Return the data below in full, exactly as it stands.

#### Task input ####

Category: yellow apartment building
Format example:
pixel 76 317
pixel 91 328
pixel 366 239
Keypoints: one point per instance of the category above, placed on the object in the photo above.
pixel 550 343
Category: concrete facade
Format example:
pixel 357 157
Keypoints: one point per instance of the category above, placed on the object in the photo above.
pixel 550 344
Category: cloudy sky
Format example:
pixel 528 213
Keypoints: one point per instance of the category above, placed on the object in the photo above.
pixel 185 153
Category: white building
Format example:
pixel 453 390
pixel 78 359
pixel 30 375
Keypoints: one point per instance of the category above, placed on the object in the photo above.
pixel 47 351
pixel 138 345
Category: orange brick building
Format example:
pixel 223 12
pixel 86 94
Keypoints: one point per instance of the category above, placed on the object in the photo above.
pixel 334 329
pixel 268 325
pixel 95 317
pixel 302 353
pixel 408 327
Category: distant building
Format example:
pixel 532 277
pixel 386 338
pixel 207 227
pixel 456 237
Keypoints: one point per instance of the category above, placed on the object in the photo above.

####

● **Answer space**
Category: yellow apartment building
Format example:
pixel 76 317
pixel 91 328
pixel 366 239
Keypoints: one point per instance of the category above, placed on the object in the photo above.
pixel 550 343
Category: concrete facade
Format example:
pixel 357 157
Keypoints: one point per instance of the category above, placed on the object in the photo above.
pixel 550 344
Category: cloudy sky
Format example:
pixel 528 213
Keypoints: one point per instance of the category above, placed on the object in the photo above.
pixel 185 153
Category: white building
Format example:
pixel 453 390
pixel 78 359
pixel 30 375
Keypoints: one point per instance of the category above, placed on the object in the photo above.
pixel 47 351
pixel 138 345
Category: orange brick building
Format example:
pixel 223 12
pixel 86 94
Keypoints: one point per instance of the category above, placed on the object in the photo above.
pixel 334 329
pixel 268 325
pixel 95 317
pixel 302 353
pixel 408 327
Category: distant building
Format example:
pixel 532 277
pixel 386 338
pixel 207 227
pixel 456 237
Keypoints: one point per instance of the category above, placed on the object in the photo above.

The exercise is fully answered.